> [Given information]
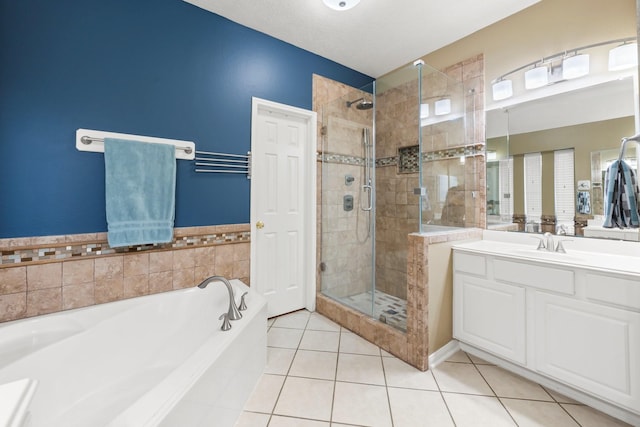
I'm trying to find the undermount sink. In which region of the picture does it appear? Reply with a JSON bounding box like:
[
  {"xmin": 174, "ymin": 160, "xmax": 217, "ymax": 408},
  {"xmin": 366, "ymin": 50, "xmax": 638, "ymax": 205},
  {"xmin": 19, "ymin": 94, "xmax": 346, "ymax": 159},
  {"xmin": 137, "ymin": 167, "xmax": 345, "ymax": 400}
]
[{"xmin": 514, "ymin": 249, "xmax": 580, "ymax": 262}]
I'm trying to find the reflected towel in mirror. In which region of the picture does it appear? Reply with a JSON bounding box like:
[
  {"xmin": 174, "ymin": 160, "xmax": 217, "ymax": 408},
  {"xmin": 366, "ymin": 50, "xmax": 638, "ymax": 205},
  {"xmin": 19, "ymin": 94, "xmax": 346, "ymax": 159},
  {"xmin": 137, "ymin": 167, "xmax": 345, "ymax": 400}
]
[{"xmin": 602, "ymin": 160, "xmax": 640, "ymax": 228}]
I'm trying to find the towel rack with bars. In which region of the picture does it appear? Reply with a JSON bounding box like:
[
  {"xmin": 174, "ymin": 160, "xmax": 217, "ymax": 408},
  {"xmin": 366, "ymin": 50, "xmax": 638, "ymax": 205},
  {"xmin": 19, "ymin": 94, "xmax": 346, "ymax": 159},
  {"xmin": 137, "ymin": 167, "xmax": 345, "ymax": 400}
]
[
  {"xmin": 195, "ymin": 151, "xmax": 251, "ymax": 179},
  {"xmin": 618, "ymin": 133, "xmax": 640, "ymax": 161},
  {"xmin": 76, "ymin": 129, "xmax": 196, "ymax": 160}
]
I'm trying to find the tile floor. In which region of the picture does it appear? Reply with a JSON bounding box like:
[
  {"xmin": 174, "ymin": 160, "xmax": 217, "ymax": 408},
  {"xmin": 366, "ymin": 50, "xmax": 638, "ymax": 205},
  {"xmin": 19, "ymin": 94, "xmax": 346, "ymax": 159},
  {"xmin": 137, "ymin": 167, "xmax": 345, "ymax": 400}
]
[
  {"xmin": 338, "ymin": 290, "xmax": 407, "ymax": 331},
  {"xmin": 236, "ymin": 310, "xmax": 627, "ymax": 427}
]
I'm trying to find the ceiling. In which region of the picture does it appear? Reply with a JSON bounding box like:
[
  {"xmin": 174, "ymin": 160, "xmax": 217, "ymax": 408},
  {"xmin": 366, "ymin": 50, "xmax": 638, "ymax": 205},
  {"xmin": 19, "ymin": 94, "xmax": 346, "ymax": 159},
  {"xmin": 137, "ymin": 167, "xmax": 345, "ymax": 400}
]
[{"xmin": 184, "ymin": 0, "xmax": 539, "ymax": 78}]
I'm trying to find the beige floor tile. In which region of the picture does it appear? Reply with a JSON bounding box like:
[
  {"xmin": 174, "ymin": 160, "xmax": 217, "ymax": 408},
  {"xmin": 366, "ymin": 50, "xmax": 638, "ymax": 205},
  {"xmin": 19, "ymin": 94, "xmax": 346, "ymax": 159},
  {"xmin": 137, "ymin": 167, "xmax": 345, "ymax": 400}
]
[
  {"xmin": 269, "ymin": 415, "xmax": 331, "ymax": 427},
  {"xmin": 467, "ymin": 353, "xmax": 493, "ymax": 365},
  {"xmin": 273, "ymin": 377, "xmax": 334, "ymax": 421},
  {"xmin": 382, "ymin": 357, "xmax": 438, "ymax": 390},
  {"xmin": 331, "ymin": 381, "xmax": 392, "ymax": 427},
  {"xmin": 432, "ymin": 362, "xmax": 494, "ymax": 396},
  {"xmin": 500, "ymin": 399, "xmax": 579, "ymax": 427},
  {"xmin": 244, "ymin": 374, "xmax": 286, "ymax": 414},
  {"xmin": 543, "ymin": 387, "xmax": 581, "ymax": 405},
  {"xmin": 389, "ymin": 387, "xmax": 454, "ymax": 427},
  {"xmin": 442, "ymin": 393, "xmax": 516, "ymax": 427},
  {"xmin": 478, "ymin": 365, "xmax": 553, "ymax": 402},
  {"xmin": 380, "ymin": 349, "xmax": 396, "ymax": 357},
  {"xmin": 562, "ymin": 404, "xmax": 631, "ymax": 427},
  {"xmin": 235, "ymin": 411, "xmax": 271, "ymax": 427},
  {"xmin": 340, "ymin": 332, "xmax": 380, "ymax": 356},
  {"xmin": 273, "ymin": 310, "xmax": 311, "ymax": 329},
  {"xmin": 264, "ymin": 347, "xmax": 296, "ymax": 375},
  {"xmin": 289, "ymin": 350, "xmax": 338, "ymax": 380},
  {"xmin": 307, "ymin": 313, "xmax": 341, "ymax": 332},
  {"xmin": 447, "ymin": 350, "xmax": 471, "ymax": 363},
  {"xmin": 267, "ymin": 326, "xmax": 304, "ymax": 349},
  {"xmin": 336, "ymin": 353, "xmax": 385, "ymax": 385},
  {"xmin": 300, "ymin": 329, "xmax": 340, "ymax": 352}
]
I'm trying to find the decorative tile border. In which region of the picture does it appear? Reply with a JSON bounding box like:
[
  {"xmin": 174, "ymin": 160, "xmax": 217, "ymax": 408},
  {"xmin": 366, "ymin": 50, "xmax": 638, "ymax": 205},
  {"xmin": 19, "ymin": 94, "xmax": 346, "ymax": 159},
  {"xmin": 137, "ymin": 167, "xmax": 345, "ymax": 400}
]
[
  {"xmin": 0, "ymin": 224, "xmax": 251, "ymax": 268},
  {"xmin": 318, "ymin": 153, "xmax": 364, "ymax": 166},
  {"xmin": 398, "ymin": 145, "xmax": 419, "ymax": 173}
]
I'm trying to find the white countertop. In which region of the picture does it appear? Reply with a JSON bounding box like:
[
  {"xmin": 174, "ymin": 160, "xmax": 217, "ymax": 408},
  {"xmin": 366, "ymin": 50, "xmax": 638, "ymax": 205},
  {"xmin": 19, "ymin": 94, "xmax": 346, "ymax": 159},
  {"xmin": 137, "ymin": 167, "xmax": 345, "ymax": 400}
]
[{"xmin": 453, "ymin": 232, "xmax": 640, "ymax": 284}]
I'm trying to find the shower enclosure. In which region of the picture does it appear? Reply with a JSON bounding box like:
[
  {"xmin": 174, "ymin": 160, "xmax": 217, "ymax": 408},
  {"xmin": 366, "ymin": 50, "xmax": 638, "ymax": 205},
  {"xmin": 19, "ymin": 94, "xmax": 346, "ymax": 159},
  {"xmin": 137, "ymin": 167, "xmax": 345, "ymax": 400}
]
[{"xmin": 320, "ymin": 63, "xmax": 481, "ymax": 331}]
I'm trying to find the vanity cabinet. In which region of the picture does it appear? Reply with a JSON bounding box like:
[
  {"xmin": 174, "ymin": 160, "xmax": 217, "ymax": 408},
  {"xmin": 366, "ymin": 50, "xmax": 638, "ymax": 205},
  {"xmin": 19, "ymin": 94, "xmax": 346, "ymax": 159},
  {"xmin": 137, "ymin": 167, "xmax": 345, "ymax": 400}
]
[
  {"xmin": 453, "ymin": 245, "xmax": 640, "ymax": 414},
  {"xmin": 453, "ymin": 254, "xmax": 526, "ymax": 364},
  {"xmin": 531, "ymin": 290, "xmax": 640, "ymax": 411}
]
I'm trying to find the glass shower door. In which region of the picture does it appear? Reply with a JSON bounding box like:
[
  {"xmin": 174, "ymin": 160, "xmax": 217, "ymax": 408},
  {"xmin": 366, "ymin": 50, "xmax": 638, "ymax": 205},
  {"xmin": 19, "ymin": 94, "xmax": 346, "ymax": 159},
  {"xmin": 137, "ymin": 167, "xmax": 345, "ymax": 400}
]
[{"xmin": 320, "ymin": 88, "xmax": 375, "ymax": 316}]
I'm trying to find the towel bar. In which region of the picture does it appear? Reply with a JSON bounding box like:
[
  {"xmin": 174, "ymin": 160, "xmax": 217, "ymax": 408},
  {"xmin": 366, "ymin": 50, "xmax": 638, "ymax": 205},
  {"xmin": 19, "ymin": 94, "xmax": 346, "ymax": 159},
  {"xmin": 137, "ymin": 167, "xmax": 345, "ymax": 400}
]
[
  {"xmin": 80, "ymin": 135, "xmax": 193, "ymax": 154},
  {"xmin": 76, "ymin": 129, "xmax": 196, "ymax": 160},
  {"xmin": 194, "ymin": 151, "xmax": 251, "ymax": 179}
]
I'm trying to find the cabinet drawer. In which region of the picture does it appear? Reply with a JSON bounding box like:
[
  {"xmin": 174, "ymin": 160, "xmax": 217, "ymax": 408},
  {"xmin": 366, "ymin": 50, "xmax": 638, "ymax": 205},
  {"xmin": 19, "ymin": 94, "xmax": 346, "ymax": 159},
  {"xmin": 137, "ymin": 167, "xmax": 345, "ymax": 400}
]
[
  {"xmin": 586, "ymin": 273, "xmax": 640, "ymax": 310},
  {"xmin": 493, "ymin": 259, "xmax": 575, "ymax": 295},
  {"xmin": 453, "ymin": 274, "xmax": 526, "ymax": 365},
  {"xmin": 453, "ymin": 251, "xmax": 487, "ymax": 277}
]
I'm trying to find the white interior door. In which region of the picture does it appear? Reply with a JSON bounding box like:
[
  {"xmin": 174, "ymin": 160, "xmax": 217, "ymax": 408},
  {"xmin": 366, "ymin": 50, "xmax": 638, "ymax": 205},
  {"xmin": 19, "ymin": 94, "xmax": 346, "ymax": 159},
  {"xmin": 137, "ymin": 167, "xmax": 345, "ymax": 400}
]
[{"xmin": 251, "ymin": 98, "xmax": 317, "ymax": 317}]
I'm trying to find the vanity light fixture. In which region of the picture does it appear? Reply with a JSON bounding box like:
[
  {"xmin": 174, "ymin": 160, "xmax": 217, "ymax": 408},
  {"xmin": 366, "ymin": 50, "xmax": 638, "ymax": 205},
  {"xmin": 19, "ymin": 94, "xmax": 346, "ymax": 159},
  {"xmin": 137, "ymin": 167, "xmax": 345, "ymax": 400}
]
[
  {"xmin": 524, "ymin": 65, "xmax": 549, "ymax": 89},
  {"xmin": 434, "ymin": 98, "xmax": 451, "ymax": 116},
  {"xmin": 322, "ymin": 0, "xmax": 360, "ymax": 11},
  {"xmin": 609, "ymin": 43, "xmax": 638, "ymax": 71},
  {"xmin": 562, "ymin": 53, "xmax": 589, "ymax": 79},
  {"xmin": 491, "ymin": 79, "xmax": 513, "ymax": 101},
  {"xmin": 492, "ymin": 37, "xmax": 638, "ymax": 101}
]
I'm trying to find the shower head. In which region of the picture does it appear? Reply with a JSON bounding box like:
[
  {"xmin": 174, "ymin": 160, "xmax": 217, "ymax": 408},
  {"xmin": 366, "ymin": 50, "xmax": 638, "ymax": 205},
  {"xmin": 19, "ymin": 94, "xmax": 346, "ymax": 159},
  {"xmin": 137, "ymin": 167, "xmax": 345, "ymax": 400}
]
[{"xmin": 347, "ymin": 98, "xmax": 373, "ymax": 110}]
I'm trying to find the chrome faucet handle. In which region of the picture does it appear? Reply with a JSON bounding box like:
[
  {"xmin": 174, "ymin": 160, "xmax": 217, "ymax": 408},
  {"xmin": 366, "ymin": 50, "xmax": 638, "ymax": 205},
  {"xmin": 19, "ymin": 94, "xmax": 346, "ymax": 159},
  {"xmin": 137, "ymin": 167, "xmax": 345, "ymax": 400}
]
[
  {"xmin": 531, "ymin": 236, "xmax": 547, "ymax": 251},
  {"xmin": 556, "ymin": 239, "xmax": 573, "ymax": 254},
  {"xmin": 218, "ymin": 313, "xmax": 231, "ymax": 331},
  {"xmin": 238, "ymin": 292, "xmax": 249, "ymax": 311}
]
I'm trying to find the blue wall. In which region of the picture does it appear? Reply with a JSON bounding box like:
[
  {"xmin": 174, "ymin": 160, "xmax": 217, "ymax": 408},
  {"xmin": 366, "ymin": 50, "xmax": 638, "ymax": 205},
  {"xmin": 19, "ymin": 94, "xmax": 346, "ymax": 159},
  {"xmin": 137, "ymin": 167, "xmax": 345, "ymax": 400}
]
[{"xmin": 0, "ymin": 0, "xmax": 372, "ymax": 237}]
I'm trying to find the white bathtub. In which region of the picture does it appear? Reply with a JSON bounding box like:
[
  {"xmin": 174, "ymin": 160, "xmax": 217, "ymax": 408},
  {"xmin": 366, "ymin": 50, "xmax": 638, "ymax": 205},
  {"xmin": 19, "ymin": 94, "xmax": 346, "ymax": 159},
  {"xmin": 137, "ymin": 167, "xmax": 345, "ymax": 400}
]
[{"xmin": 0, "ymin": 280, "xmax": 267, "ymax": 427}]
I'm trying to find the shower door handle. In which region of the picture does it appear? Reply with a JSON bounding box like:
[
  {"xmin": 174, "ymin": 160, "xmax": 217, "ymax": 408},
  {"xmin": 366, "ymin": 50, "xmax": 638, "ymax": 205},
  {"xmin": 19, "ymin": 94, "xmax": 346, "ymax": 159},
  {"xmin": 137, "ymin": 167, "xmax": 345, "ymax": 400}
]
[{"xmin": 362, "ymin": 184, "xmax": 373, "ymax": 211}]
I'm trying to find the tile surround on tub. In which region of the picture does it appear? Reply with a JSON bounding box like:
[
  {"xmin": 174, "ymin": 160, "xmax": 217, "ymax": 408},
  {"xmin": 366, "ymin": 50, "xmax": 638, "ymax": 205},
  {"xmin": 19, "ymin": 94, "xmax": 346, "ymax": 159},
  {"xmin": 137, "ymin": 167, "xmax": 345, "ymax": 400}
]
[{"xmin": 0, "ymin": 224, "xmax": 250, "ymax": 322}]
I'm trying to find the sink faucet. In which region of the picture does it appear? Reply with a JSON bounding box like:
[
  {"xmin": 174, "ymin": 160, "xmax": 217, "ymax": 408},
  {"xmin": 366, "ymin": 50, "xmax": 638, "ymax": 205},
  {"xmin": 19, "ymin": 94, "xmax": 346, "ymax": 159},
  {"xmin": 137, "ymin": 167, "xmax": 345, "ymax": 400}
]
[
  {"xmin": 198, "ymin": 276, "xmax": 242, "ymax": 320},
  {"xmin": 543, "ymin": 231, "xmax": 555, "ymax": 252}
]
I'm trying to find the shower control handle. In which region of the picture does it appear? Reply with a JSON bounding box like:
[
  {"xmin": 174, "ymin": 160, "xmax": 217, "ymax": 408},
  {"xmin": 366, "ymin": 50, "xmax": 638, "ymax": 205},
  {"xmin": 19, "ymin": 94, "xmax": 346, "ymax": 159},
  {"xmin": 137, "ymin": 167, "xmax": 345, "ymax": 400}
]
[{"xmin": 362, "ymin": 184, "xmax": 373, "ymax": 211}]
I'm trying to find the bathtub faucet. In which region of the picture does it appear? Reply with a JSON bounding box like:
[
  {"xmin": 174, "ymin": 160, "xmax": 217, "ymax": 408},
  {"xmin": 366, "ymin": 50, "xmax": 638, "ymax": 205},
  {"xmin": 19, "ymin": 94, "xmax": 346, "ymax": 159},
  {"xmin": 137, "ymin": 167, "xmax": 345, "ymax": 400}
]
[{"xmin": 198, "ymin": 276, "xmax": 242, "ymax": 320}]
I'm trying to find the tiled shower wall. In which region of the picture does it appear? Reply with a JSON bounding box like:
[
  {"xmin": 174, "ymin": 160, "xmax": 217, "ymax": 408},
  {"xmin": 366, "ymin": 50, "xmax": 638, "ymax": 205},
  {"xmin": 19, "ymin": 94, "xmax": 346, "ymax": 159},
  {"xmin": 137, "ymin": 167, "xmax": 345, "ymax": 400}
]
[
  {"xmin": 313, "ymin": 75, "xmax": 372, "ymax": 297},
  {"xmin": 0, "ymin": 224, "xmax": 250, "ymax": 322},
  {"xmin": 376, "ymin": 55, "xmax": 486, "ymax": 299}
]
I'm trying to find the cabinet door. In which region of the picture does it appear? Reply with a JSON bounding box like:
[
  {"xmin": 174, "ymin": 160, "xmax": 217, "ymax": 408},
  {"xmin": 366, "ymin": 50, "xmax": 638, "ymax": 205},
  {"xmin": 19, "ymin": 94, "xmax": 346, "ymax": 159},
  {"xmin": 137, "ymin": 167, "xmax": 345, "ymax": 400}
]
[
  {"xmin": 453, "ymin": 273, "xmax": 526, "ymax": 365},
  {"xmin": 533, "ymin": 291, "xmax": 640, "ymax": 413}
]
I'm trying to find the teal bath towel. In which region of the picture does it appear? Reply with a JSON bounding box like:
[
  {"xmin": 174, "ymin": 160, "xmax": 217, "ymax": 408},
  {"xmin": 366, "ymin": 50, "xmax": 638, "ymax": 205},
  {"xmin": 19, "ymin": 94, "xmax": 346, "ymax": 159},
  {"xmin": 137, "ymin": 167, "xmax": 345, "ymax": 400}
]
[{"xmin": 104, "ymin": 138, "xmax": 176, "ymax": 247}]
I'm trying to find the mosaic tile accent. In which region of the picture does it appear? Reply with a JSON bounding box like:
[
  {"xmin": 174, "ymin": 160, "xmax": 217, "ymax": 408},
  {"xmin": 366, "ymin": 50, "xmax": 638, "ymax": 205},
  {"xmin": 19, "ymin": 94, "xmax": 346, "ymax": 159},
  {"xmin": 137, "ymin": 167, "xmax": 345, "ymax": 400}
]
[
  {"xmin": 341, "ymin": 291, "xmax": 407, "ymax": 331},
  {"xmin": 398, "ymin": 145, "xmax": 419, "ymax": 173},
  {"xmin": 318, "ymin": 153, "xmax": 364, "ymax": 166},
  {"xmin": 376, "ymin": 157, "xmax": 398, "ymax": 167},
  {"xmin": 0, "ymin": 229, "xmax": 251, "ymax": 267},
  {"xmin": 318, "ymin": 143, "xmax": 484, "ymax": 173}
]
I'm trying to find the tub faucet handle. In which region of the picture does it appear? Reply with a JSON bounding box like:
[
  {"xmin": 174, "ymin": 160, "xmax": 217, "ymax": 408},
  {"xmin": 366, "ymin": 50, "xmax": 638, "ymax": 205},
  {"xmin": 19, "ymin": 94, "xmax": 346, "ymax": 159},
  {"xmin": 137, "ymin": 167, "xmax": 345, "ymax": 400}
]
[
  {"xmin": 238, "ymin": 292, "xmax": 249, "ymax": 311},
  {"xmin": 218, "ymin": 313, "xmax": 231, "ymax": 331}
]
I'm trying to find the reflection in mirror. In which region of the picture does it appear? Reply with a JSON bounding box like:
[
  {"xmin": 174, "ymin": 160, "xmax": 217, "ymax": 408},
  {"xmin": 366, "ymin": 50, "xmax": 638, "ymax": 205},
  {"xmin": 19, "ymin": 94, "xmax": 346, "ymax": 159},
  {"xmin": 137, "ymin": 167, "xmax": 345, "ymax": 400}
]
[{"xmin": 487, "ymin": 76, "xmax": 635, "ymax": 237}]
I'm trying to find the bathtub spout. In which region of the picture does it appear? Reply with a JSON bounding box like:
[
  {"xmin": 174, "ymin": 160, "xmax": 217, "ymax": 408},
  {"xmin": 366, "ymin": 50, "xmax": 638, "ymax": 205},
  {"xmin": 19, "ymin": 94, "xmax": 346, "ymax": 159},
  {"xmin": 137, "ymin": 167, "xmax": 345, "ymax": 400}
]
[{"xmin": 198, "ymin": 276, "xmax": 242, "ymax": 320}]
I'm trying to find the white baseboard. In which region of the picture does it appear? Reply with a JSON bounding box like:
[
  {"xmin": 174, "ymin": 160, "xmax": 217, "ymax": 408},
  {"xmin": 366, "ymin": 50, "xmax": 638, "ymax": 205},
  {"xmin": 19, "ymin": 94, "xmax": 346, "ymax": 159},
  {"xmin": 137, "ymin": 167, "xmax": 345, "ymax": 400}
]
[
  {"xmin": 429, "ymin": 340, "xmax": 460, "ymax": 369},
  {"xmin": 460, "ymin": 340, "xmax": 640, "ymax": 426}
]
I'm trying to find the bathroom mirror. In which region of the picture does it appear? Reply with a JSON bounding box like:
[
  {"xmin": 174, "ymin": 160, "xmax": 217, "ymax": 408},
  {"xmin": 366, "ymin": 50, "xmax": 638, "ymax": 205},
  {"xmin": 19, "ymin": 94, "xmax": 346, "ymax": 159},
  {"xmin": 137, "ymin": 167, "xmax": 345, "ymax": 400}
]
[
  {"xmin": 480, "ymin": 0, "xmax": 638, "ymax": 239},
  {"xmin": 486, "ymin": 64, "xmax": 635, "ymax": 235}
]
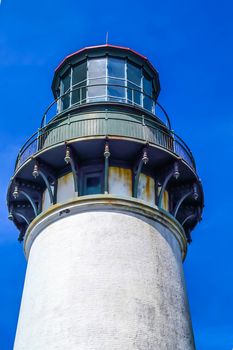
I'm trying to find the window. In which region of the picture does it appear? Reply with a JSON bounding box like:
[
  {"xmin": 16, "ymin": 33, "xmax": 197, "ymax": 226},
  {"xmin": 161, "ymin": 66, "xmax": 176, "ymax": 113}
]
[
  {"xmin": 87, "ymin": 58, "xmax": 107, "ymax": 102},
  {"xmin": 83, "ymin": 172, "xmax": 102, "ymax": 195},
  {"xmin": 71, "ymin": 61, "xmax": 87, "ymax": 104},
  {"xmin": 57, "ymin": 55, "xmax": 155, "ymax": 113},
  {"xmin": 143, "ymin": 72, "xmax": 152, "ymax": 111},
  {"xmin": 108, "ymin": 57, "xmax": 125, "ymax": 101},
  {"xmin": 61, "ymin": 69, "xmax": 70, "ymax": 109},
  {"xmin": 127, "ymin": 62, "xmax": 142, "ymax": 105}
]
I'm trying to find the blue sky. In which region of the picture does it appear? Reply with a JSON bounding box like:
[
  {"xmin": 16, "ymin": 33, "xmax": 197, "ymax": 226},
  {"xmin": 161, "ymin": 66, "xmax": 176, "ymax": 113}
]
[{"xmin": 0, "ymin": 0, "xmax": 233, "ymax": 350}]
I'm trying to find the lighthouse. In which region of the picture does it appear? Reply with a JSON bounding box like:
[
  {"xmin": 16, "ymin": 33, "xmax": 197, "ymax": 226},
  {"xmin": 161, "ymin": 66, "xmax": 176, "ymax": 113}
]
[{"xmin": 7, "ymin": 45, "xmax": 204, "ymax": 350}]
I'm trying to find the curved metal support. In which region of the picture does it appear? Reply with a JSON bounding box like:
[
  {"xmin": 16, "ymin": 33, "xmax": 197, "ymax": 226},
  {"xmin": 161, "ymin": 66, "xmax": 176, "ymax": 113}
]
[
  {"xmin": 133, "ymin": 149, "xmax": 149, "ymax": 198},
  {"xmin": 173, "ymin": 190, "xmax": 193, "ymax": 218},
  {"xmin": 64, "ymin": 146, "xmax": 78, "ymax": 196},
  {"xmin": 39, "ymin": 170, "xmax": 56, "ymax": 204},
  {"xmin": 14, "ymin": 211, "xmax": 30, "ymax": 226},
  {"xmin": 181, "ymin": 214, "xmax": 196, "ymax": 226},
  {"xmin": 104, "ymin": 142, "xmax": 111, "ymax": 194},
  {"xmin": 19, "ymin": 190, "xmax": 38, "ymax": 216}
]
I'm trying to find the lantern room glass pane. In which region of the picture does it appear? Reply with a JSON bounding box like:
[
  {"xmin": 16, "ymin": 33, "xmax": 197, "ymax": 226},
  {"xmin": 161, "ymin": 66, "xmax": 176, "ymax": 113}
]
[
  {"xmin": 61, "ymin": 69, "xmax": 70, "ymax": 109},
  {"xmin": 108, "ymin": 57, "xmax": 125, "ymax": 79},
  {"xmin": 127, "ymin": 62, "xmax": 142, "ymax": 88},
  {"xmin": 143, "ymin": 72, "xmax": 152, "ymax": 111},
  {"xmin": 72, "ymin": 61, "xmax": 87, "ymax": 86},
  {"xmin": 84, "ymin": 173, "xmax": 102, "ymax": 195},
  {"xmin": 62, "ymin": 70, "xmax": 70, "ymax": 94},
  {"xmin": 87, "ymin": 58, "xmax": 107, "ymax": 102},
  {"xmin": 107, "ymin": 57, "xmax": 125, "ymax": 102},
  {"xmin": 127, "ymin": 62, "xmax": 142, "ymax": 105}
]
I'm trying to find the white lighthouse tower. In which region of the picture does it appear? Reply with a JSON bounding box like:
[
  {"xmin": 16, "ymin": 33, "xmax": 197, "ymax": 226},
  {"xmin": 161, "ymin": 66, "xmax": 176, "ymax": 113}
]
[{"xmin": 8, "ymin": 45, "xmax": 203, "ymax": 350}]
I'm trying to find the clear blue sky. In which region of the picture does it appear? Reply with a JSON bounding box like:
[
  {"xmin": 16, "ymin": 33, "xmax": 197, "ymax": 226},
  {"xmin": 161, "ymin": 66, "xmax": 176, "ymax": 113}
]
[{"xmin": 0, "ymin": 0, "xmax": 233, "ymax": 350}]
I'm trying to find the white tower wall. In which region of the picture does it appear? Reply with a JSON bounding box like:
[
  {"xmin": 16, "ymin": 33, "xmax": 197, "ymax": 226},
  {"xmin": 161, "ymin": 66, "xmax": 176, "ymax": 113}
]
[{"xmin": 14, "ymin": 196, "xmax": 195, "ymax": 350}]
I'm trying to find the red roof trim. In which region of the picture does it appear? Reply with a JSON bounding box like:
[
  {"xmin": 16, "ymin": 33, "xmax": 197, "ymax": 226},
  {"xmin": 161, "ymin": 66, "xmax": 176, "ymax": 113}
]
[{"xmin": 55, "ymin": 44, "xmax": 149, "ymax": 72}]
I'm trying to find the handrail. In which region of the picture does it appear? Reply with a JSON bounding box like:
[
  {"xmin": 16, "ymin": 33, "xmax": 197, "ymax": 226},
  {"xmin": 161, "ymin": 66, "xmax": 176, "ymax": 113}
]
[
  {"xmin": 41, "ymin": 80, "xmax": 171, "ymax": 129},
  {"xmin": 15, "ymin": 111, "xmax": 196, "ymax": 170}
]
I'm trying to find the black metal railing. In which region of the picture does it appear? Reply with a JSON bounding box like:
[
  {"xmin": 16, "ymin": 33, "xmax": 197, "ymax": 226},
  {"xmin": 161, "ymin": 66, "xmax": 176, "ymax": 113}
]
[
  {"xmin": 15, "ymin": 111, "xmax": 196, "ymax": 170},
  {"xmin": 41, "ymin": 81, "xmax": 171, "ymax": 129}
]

> [Problem description]
Format each line of the items as a Markdown table, starting with the line that contains "I'm trying to find the red" and continuing through the last line of the items. Use the columns Row and Line, number the rows in sequence, and omit any blank lines.

> [Exercise answer]
| Row | Line |
|---|---|
| 1 | I'm trying to find the red roof trim. In which region of the picture does it appear? Reply with a JSON bounding box like: |
| 2 | [ |
| 3 |   {"xmin": 16, "ymin": 33, "xmax": 197, "ymax": 226}, |
| 4 |   {"xmin": 161, "ymin": 66, "xmax": 176, "ymax": 113} |
| 5 | ] |
| 6 | [{"xmin": 55, "ymin": 44, "xmax": 149, "ymax": 72}] |
| 7 | I'm trying to find the handrail. In which region of the picture does it appear? Reply with a JSON bounding box like: |
| 8 | [ |
| 9 |   {"xmin": 16, "ymin": 33, "xmax": 197, "ymax": 226}, |
| 10 |   {"xmin": 161, "ymin": 66, "xmax": 176, "ymax": 113} |
| 11 | ] |
| 12 | [ |
| 13 |   {"xmin": 41, "ymin": 80, "xmax": 171, "ymax": 129}, |
| 14 |   {"xmin": 15, "ymin": 111, "xmax": 196, "ymax": 170} |
| 15 | ] |
| 16 | I'm trying to find the black metal railing. In which region of the picture does it appear? Reply with a JSON bounding box like: |
| 17 | [ |
| 18 |   {"xmin": 16, "ymin": 33, "xmax": 197, "ymax": 226}, |
| 19 |   {"xmin": 161, "ymin": 66, "xmax": 176, "ymax": 113} |
| 20 | ] |
| 21 | [ |
| 22 |   {"xmin": 15, "ymin": 111, "xmax": 196, "ymax": 170}, |
| 23 |   {"xmin": 41, "ymin": 81, "xmax": 171, "ymax": 129} |
| 24 | ] |